**Tasks to perform**
1 - From the passage on abortion laws in Latin America, return the text between "Both traditional Roman" and "her pregnancy to term.", inclusive.
2 - According to the passage on abortion laws in Latin America, how many women in El Salvador were sent to jail for miscarriages between 1999 and 2011?

**Source document**
'''
Having a baby may not be safer. Latin American girls under age 16 are four times more likely to die from illness during pregnancy or in child birth according to the World Health Organization.
Both traditional Roman Catholic and emerging evangelical Protestant leaders condemn rape as strongly as they champion the unborn child. And yet while their "pro-life" zeal has made Latin America home to some of the strictest rules against abortion, this is little solace to the victims of sex crimes who are bound to carry their forced pregnancy to term.
Six Latin nations -- Chile, Dominican Republic, El Salvador, Honduras, Nicaragua and Peru -- still allow no quarter even for rape victims. In 2011, the Nicaraguan government took custody of a 12-year-old rape victim to make sure she carried her pregnancy to term.
In El Salvador, 17 women, famously, were sent to jail between 1999 and 2011 for miscarriages and charged with "aggravated homicide."
'''
**Supplied data**
'''
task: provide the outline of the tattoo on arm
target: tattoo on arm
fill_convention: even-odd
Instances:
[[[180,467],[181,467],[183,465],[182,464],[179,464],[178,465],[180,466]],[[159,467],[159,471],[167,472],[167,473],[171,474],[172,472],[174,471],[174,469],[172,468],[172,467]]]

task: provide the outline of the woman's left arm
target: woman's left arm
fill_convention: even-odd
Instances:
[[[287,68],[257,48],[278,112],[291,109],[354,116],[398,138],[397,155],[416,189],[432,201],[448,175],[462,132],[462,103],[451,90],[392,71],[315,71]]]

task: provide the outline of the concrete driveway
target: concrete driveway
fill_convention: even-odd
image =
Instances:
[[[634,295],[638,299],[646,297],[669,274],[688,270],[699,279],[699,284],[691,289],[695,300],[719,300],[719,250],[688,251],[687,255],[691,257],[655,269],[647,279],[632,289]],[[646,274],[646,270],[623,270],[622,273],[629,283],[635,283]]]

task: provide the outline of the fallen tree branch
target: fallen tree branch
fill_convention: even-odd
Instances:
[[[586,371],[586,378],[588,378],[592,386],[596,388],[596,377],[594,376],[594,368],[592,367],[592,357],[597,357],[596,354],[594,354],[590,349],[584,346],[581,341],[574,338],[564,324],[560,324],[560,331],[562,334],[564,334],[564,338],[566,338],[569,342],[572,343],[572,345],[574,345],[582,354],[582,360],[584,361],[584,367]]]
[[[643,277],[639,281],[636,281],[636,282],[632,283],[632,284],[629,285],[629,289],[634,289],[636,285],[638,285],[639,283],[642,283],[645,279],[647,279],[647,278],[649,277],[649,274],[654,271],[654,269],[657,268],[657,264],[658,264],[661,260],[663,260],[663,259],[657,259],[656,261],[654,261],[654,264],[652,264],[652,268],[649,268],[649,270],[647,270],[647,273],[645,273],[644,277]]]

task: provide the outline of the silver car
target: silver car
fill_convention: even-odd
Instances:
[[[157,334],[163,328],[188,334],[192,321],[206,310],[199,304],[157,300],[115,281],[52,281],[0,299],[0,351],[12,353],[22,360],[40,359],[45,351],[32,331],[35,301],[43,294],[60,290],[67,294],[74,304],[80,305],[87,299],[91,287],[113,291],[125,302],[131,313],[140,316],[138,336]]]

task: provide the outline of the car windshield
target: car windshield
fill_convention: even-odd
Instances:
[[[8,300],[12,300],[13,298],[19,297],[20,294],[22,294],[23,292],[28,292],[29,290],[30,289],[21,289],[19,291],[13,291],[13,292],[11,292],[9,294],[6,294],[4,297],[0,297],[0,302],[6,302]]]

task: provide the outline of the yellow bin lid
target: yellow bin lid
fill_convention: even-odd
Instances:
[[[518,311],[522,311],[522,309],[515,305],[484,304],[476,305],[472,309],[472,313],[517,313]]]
'''
**Expected answers**
1 -
Both traditional Roman Catholic and emerging evangelical Protestant leaders condemn rape as strongly as they champion the unborn child. And yet while their "pro-life" zeal has made Latin America home to some of the strictest rules against abortion, this is little solace to the victims of sex crimes who are bound to carry their forced pregnancy to term.
Six Latin nations -- Chile, Dominican Republic, El Salvador, Honduras, Nicaragua and Peru -- still allow no quarter even for rape victims. In 2011, the Nicaraguan government took custody of a 12-year-old rape victim to make sure she carried her pregnancy to term.

2 - 17 women.